(EXCERPT TO READ begins)

In its latest trading update for the period 1 January – 30 September 2021, global facilities services firm, ISS, reports a financial turnaround that is “on track”.
The group’s interim results show organic growth was 0.7% in the first nine months of 2021 and 2.6% in Q3 2021. Organic growth improved through the third quarter, predominantly in September, as customers started to return to office in some geographies. Portfolio revenue showed initial signs of recovery, which more than offset a smaller decline in projects and above-base work due to lapsed ad-hoc Covid-19 related services.
Execution of the OneISS strategy which was launched in December 2020 has “progressed as planned” according to the group, with ISS being further streamlined and standardised for enhanced future execution. It also added that the turnaround initiatives driving recovery of the underperforming contracts and countries and the restructurings initiated in response to Covid-19 were also continuing to progress as expected.
Twelve divestments were signed or completed in the first nine months of 2021 corresponding to total net proceeds of approximately DKK 1.4 billion.

(EXCERPT TO READ ends)
(DATA TO EXAMINE begins)

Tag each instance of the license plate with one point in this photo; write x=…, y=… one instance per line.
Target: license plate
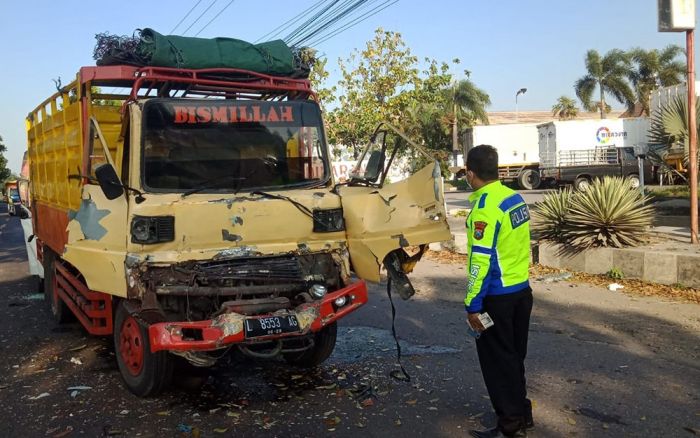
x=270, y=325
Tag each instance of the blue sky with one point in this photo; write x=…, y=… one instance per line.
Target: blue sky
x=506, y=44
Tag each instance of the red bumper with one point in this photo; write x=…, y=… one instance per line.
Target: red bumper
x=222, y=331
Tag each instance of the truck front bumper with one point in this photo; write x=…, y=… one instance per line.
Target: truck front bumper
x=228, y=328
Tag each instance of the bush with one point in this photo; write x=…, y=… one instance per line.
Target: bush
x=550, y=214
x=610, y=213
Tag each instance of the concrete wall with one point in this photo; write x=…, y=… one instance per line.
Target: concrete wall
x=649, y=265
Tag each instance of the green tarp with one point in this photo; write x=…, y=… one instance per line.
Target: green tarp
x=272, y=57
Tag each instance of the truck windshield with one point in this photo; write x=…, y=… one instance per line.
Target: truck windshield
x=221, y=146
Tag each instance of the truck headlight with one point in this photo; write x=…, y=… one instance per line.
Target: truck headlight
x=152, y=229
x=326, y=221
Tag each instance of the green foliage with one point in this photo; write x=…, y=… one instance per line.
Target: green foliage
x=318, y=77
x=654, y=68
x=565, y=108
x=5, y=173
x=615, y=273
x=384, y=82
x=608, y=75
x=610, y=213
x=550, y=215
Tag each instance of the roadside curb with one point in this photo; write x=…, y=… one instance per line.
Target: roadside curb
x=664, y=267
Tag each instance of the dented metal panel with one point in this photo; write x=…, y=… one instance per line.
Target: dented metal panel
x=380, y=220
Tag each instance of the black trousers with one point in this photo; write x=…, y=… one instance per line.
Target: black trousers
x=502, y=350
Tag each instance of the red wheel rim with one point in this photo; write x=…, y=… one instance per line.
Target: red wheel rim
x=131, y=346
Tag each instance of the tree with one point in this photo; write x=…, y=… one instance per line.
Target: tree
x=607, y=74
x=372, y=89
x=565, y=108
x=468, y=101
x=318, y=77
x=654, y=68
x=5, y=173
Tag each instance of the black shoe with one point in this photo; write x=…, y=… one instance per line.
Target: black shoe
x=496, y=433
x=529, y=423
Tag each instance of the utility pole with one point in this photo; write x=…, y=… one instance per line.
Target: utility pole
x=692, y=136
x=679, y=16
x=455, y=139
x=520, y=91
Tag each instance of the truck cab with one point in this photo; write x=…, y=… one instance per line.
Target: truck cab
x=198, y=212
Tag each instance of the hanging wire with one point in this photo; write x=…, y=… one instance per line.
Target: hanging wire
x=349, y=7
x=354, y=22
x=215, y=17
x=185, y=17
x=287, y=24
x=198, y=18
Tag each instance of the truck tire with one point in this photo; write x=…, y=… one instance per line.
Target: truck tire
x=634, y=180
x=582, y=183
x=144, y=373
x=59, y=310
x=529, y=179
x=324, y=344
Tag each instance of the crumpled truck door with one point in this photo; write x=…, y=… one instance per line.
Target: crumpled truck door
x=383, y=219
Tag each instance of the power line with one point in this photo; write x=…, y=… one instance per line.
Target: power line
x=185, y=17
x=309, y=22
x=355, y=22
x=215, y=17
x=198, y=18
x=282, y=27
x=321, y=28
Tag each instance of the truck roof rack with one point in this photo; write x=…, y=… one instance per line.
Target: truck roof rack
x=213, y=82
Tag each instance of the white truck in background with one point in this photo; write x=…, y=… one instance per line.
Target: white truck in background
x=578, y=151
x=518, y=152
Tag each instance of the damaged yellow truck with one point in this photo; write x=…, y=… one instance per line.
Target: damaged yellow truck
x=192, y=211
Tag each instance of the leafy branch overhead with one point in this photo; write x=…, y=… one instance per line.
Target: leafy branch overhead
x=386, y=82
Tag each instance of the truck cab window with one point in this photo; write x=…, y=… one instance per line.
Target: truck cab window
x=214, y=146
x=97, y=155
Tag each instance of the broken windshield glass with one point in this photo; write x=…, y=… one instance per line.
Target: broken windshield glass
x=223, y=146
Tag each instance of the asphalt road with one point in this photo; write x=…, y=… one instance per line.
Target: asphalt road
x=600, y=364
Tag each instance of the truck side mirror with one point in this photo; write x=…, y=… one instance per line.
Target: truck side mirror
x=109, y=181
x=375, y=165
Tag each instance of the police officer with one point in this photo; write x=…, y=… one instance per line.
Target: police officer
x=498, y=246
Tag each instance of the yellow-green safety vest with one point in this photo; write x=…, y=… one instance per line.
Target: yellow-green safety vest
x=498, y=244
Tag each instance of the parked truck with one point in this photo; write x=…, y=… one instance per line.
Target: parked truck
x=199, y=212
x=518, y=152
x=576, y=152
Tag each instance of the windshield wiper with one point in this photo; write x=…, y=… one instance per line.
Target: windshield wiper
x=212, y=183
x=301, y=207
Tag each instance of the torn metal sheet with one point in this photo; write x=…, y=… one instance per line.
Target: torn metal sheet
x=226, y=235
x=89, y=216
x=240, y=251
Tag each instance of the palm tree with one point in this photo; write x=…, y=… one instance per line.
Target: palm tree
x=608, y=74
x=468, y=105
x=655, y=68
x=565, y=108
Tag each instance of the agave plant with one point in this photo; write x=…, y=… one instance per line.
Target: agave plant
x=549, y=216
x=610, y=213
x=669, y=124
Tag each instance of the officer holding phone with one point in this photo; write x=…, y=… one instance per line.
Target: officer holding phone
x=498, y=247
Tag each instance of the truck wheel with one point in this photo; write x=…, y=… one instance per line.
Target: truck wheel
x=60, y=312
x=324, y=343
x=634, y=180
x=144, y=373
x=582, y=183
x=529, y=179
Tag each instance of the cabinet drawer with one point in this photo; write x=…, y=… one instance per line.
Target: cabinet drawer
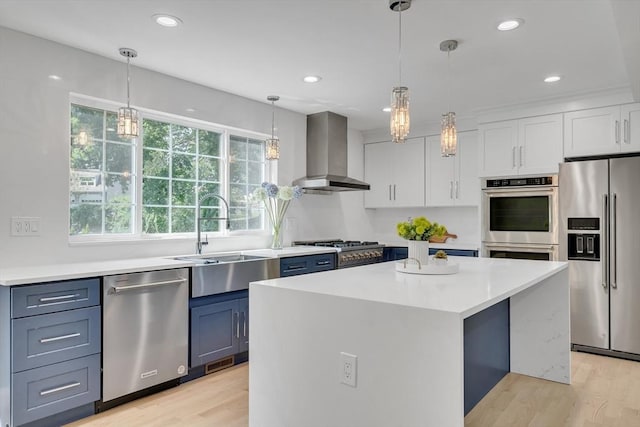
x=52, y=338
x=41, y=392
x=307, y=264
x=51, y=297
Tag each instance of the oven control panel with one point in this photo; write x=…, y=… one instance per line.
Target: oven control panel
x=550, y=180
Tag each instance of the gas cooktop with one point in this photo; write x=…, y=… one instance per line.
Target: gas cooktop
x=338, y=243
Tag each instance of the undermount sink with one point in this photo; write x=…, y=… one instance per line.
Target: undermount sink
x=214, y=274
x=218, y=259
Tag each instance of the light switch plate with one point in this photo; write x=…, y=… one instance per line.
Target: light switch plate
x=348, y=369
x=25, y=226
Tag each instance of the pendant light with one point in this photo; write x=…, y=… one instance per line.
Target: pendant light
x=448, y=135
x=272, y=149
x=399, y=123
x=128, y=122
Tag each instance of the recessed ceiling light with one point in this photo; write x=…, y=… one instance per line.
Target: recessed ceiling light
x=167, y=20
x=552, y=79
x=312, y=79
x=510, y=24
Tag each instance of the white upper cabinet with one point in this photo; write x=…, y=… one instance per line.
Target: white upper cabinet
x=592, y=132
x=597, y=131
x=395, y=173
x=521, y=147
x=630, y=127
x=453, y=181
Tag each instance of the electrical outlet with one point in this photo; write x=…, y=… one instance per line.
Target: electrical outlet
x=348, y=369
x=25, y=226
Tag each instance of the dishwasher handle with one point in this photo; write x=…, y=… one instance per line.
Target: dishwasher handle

(DATA TO EXAMINE ends)

EXERCISE REQUIREMENTS:
(1) Answer these from the ISS trading update:
(a) What was organic growth in Q3 2021?
(b) When was the OneISS strategy launched?
(c) How many divestments were signed or completed in the first nine months of 2021?
(2) Say whether each statement agrees with the ISS trading update, and quote the words that decide it:
(a) Organic growth improved mainly in September.
(b) The OneISS strategy was launched in December 2021.
(c) The divestments brought total net proceeds of about DKK 1.4 billion.
The items after the ISS trading update are separate material and have nothing to do with it.

ANSWERS BY ITEM NUMBER:
(1)
(a) 2.6%
(b) December 2020
(c) Twelve

(2)
(a) Yes: "Organic growth improved through the third quarter, predominantly in September"
(b) No: "the OneISS strategy which was launched in December 2020"
(c) Yes: "corresponding to total net proceeds of approximately DKK 1.4 billion"